— Passage for review —
==================================================

Russian Offensive Campaign Assessment, October 13
Karolina Hird, Kateryna Stepanenko, Katherine Lawlor, and Frederick W. Kagan
October 13, 9:15 pm ET
Click here to see ISW’s interactive map of the Russian invasion of Ukraine. This map is updated
daily alongside the static maps present in this report.
Public reports of the first deaths of ill-prepared mobilized Russian troops in Ukraine have sparked
renewed criticism of the Russian military command. Russian media reported that five mobilized men from
Chelyabinsk have already died in combat in Ukraine just three weeks after President Vladimir Putin’s declaration of
partial mobilization on September 21.[1] The report led many pro-war milbloggers to claim that the number of dead and
wounded among mobilized servicemen is likely higher than this due to lack of promised training, equipment, unit
cohesion, and commanders, as well as repeated instances of wrongful mobilization.

==================================================

— Data for analysis —
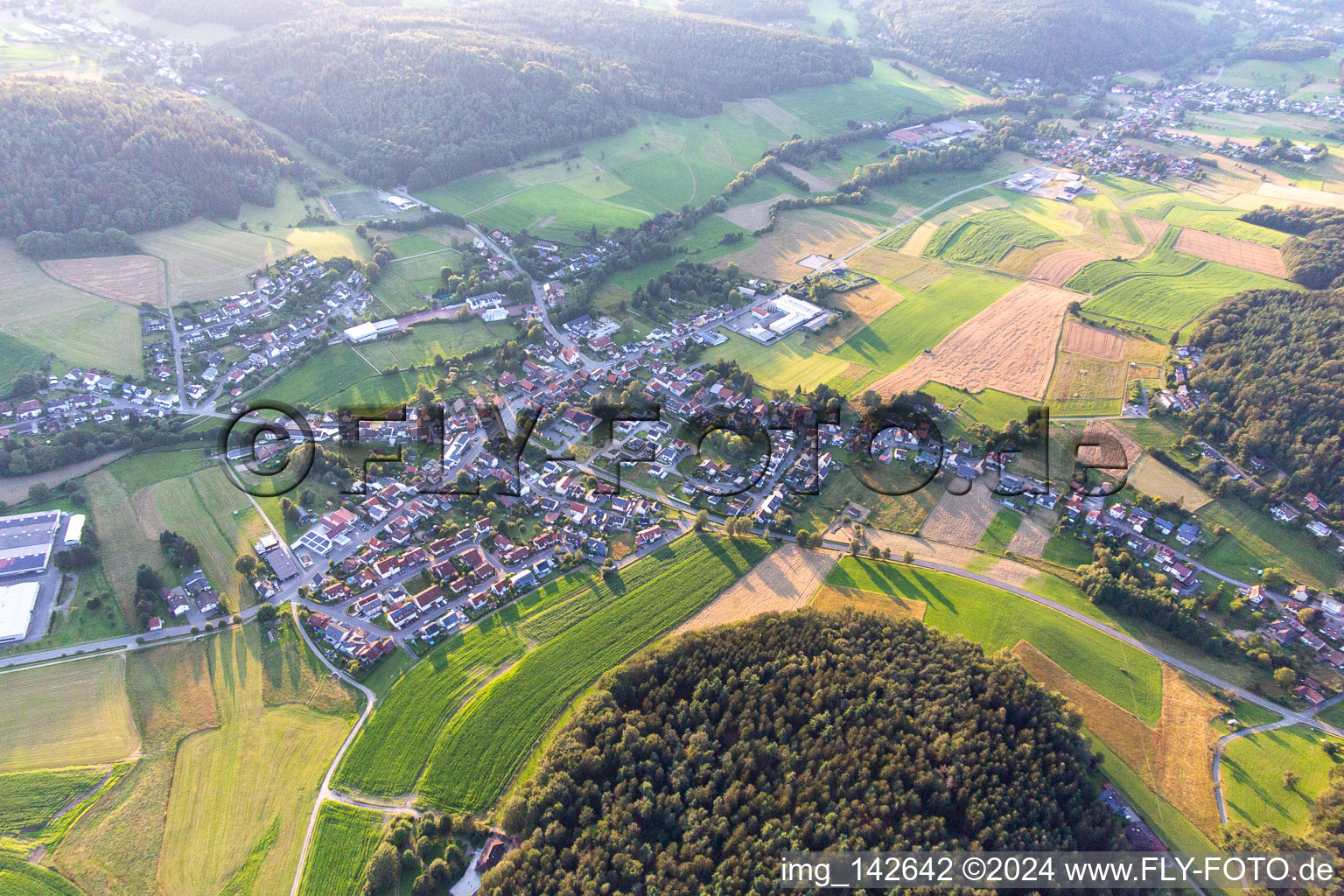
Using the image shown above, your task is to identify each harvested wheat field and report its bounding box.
[1129,455,1214,510]
[812,584,928,622]
[1046,352,1128,405]
[677,544,836,633]
[42,256,168,308]
[1012,640,1226,836]
[1026,248,1102,286]
[715,208,882,282]
[920,477,1003,548]
[1174,227,1287,276]
[1059,318,1125,361]
[872,284,1078,400]
[1134,215,1166,243]
[1256,181,1344,208]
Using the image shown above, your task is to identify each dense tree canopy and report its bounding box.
[868,0,1223,85]
[206,0,871,186]
[481,612,1118,896]
[1191,290,1344,502]
[1242,206,1344,289]
[0,78,294,243]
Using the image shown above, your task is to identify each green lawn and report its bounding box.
[1083,728,1214,853]
[774,59,984,133]
[108,447,206,494]
[421,535,770,811]
[976,508,1023,554]
[1223,725,1336,834]
[830,270,1018,374]
[827,557,1163,725]
[920,383,1036,430]
[298,799,383,896]
[0,766,108,834]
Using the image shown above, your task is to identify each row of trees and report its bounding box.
[206,0,871,189]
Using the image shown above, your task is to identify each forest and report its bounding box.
[867,0,1228,86]
[481,612,1119,896]
[1191,290,1344,504]
[204,0,872,189]
[0,78,303,242]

==================================================

— Task requirements —
A. Summarize the Russian offensive campaign assessment in two sentences.
B. Retype the part of the Russian offensive campaign assessment from "Russian Offensive Campaign" to "in this report.".

— Solutions —
A. Public reports of the first deaths of ill-prepared mobilized Russian troops in Ukraine have sparked renewed criticism of the Russian military command, after Russian media reported that five mobilized men from Chelyabinsk died in combat three weeks after Putin declared partial mobilization on September 21. Many pro-war milbloggers claimed that the number of dead and wounded among mobilized servicemen is likely higher because of a lack of promised training, equipment, unit cohesion, and commanders, as well as repeated instances of wrongful mobilization.

B.
Russian Offensive Campaign Assessment, October 13
Karolina Hird, Kateryna Stepanenko, Katherine Lawlor, and Frederick W. Kagan
October 13, 9:15 pm ET
Click here to see ISW’s interactive map of the Russian invasion of Ukraine. This map is updated
daily alongside the static maps present in this report.